Supplied data =

_ _ _ _ _

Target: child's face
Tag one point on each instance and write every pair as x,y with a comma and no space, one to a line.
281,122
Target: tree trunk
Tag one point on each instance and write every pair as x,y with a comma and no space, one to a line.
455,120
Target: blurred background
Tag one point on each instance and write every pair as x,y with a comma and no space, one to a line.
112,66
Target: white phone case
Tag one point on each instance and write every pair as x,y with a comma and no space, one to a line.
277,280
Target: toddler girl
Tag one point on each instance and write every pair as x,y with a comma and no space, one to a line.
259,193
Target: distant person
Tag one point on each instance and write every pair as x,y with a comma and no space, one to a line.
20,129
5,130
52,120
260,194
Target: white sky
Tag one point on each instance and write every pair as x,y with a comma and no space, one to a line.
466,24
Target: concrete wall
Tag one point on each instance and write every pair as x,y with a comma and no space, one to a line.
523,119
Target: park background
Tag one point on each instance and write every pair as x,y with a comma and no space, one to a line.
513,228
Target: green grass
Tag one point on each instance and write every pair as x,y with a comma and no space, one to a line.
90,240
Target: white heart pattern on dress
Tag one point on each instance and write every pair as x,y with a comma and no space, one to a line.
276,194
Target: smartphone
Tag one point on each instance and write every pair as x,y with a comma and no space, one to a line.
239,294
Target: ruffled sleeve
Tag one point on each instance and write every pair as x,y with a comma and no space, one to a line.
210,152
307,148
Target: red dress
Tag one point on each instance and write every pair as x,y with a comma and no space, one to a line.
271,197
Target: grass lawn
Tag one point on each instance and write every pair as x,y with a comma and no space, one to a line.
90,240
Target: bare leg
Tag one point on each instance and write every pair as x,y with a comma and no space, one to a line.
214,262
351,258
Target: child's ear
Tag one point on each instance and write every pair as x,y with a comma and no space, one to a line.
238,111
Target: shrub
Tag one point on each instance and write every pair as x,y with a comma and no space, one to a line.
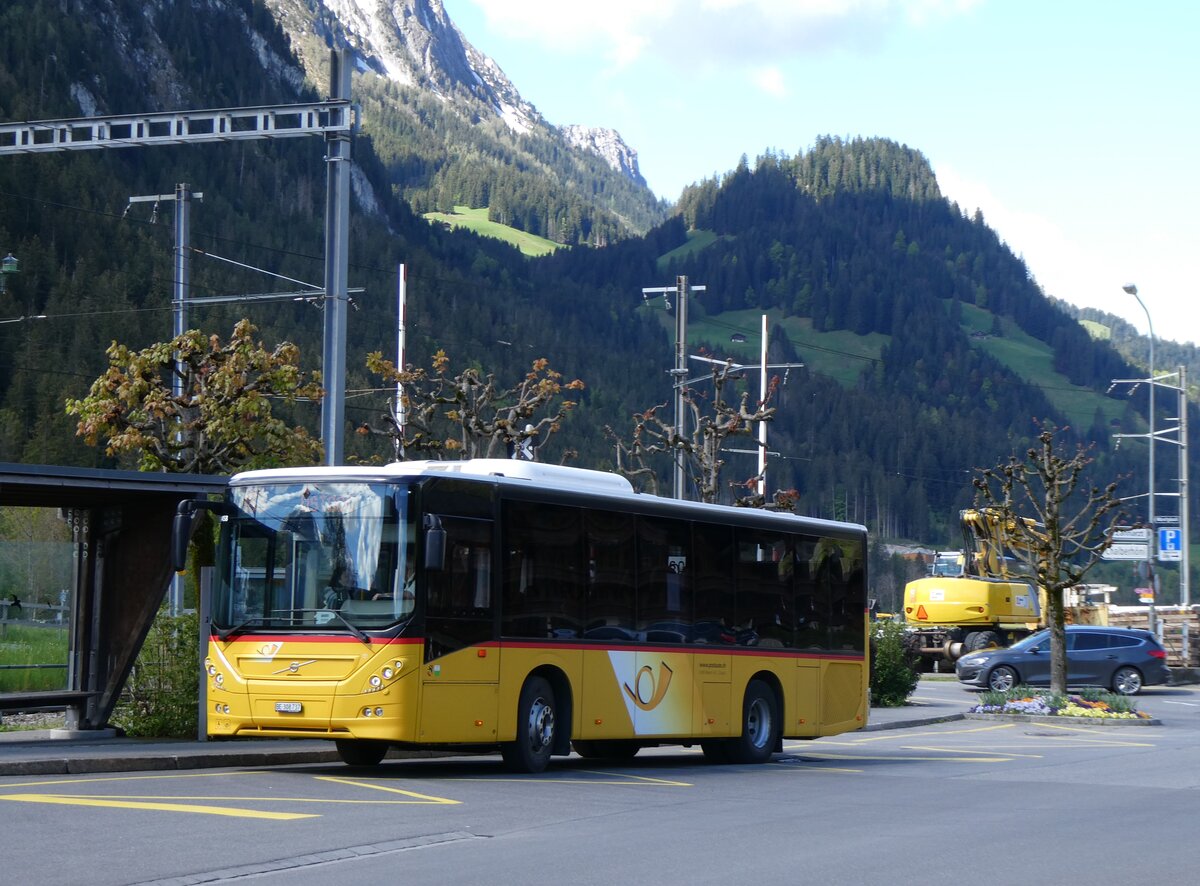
894,675
160,698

_ _ _ _ _

To do =
Copy out all of the records above with every "Tag" switched to "Mark", keeping everything else the same. Leave the pictures out.

The answer =
Target: child's face
Mark one point on each instance and write every pair as x,y with a comma and no space, one to a line.
281,122
Target: tree trunk
Mark one point on each instance and write every pair as x,y with a comma and no space, one to a line.
455,120
Target: blurred background
Mark one point on each instance and write every pair as x,y with a comma and no space, one to a line.
112,66
Target: white phone case
Mark one point on each instance and write every pair as x,y with a comma and no space, one to a line.
277,280
Target: toddler girl
Mark one point on each instance and write every pair as x,y with a comma and no space, one to a line.
259,193
Target: distant person
Mark one point on each instance and write every pair as x,y with a comma and no space, one to a line.
20,129
5,130
52,120
260,194
Target: white sky
Mark one point on each instance and write every pair as x,y with a comma and no space, one to a line.
466,24
Target: concrete wall
Mark one point on each instance and write every pair as x,y with a comma and no space, one to a line.
523,119
Target: park background
Mark one point on each instance and write every pair as x,y with a comma and no space, one to a line.
513,228
Target: green grass
Mark one point on each instance and write every pair as x,y with a comma and no space, one to a line.
90,240
Target: white heart pattern on dress
Mark one point on each instance and write every pair as x,y with a comma and no space, one to a line.
276,194
Target: smartphone
Mark one point on each instance and write every pair as x,y with a comma and no space, one to a line.
239,294
Target: ruffled sleeve
Mark one point on each instance and write every pair as x,y with a comma and no space, one to a line.
210,152
307,148
Target: red dress
Mark one point on each instance and write every pair as x,y with a comma and no space, one to a line.
271,197
Target: grass lawn
Mark one point on each instance and write every pair as x,y with a comma and no space, one to a line.
90,240
Target: bare leg
Mark one point on each instance and write every pair as x,y with a comma and no space, one to a line.
214,262
351,258
Target: child's ear
Mark one point on each instance and write every pair as x,y with a comma and no space, one to a line.
238,111
Target: shrub
Mark one point on each instance and write every pair as x,y with a comma and no space, one to a line.
894,675
160,698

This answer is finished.